======== Material supplied

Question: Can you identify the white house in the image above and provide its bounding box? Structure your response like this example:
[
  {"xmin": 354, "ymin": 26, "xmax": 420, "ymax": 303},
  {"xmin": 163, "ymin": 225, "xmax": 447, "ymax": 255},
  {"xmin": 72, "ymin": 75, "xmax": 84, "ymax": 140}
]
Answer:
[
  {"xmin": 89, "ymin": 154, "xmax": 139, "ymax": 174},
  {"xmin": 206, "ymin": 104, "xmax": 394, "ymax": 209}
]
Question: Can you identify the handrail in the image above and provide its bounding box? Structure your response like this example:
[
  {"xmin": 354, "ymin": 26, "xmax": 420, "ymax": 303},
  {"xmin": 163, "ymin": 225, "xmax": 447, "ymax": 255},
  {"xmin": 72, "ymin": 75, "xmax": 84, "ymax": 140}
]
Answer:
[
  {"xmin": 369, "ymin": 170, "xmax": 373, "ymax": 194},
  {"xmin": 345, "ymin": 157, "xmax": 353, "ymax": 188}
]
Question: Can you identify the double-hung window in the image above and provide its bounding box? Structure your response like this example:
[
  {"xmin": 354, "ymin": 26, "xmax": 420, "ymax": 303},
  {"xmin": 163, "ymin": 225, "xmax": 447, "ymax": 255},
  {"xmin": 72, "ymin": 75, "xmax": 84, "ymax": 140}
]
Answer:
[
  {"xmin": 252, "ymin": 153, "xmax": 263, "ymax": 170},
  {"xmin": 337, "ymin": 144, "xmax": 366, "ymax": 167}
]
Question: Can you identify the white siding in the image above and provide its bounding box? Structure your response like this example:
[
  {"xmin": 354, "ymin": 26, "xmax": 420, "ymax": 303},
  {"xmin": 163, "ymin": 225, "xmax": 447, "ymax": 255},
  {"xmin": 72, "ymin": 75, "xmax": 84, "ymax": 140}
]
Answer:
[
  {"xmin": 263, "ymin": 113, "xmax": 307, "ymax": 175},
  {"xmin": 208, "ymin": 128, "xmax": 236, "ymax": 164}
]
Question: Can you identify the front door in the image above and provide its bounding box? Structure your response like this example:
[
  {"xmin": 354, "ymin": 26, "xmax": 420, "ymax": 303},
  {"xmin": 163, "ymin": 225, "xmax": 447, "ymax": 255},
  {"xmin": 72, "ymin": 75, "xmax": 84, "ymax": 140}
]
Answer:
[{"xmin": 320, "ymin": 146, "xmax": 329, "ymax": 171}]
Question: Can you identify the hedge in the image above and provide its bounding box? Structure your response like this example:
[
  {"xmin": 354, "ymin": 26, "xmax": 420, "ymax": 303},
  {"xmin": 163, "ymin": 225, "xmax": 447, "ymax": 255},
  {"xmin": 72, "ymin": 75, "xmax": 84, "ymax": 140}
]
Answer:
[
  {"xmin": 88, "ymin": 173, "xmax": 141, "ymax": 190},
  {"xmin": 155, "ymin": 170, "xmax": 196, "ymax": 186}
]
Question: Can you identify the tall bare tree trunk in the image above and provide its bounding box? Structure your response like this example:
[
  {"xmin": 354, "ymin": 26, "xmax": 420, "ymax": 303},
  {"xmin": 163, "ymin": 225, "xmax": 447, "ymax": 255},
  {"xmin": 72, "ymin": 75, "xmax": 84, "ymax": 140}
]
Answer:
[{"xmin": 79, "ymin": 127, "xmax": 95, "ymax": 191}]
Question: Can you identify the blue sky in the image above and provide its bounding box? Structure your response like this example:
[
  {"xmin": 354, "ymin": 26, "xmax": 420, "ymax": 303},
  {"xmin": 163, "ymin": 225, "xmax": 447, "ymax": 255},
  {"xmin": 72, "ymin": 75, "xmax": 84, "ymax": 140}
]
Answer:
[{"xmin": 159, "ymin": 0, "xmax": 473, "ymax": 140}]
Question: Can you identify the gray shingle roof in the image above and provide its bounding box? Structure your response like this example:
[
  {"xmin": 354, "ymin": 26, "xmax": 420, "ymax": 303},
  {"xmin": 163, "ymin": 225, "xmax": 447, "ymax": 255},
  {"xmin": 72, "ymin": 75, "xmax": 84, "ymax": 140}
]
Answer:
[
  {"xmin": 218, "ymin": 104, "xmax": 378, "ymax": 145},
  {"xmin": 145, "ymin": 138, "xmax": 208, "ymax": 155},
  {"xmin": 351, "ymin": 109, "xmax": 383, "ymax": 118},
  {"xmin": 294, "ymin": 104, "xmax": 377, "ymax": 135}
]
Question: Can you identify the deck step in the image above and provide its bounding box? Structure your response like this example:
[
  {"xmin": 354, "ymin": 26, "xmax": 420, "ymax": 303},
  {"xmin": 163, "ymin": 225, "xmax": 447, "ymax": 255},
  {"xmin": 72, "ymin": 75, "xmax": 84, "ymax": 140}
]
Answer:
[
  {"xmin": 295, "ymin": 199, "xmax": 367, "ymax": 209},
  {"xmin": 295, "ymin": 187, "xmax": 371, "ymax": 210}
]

================
======== Material supplied

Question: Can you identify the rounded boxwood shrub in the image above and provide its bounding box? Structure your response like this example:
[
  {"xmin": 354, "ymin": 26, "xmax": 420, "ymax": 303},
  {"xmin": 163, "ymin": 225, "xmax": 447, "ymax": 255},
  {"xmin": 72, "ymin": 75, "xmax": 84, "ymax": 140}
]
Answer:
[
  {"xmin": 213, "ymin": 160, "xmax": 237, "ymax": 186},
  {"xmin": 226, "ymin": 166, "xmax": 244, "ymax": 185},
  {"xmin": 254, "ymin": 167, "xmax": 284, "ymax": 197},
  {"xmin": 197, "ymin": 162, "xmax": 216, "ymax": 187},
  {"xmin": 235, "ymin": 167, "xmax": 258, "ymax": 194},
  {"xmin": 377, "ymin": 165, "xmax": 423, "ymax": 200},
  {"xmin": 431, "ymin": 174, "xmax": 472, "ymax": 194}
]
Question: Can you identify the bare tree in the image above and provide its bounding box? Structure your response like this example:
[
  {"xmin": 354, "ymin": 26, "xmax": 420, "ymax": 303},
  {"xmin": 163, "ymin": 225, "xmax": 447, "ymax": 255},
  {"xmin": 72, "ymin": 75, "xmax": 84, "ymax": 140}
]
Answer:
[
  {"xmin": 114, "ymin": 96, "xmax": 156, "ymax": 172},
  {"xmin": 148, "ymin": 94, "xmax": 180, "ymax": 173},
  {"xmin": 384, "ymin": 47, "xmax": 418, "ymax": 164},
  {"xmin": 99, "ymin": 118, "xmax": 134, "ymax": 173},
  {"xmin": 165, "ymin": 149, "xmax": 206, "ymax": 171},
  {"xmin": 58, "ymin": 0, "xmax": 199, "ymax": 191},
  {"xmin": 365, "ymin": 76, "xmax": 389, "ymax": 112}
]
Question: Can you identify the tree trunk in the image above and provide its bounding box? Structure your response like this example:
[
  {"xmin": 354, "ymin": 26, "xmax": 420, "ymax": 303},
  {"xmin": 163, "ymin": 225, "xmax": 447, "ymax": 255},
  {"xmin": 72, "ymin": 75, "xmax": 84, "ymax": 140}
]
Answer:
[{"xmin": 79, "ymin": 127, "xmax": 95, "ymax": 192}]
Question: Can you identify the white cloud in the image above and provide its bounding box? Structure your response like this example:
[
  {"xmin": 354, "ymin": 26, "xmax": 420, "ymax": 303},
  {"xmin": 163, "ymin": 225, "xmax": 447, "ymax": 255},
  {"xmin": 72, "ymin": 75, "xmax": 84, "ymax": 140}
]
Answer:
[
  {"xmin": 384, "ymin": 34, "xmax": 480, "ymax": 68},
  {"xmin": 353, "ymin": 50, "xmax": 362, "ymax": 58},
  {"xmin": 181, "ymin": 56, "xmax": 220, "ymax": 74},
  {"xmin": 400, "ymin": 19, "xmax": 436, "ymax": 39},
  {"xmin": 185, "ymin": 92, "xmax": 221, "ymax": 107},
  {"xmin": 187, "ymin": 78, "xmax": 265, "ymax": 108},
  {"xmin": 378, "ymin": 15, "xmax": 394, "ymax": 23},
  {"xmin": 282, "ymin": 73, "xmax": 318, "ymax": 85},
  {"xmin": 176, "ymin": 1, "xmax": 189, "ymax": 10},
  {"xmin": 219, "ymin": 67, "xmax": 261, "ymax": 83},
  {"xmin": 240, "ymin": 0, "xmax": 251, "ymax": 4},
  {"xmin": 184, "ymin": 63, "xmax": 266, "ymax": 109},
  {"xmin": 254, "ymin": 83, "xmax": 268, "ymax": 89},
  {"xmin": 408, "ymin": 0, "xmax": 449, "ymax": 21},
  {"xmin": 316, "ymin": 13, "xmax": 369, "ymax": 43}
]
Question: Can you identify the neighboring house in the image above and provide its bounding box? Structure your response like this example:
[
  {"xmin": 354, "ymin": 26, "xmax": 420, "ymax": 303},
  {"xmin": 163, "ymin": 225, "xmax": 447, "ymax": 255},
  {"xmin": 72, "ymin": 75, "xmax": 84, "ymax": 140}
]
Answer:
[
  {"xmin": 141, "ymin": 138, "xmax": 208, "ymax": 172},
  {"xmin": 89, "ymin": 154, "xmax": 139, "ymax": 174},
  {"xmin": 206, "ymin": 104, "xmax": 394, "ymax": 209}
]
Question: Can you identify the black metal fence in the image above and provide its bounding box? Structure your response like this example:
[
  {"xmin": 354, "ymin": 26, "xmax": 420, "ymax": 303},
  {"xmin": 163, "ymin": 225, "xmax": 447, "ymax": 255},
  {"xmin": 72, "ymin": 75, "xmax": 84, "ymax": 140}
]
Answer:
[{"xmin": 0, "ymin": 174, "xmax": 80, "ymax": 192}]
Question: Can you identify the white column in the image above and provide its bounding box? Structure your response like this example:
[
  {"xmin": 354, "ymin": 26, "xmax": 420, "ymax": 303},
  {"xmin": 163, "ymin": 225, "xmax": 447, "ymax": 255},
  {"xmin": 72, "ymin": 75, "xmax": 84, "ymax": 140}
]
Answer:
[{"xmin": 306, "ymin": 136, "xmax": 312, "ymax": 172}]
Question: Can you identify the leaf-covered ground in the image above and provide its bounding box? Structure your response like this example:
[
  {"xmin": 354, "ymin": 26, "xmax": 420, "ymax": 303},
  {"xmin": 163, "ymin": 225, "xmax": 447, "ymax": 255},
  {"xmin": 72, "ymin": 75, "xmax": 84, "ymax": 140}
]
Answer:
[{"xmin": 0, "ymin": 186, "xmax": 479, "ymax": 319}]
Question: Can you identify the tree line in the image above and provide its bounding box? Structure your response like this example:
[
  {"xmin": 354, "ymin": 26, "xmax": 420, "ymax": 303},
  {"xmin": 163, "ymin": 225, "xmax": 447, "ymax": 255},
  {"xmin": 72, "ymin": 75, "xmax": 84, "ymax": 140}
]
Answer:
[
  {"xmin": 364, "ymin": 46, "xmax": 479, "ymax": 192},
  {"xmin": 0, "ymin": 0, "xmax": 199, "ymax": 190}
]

================
======== Material supplied

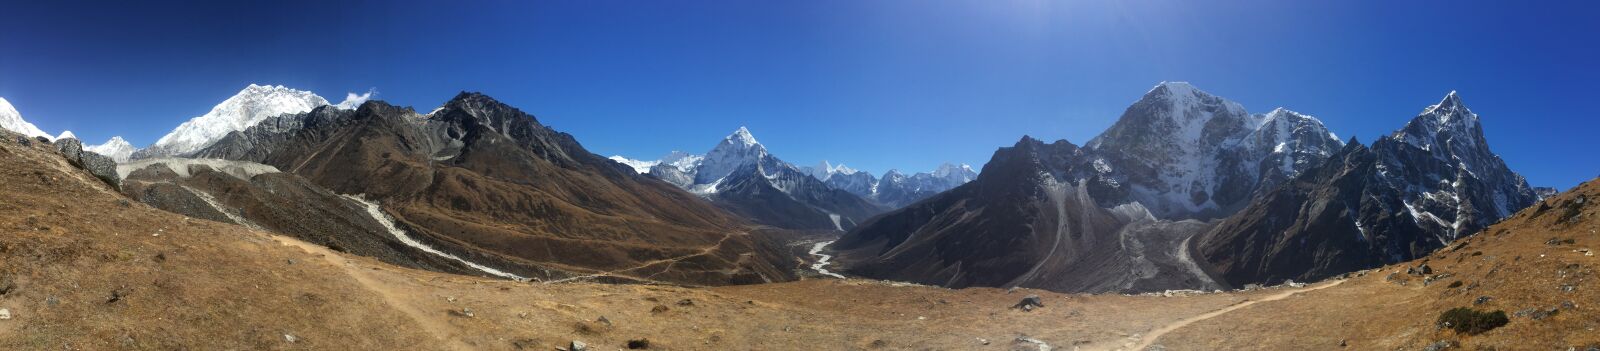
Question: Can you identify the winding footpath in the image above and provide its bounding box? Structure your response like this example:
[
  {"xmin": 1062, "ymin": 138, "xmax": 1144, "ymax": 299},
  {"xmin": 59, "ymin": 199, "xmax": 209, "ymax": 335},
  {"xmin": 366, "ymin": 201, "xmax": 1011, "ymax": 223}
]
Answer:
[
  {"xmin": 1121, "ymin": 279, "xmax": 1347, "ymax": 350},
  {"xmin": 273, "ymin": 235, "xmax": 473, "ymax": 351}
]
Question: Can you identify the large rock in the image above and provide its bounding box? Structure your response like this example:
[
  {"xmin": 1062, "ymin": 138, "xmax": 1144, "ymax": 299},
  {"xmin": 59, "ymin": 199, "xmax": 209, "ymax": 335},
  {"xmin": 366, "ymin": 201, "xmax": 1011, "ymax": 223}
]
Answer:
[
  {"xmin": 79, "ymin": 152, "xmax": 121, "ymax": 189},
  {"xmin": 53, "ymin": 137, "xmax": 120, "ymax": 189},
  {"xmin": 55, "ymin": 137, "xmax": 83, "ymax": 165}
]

================

## Problem
Provide the count, and nothing else, of lines in the data above where the word "house" occurs.

## Written reply
2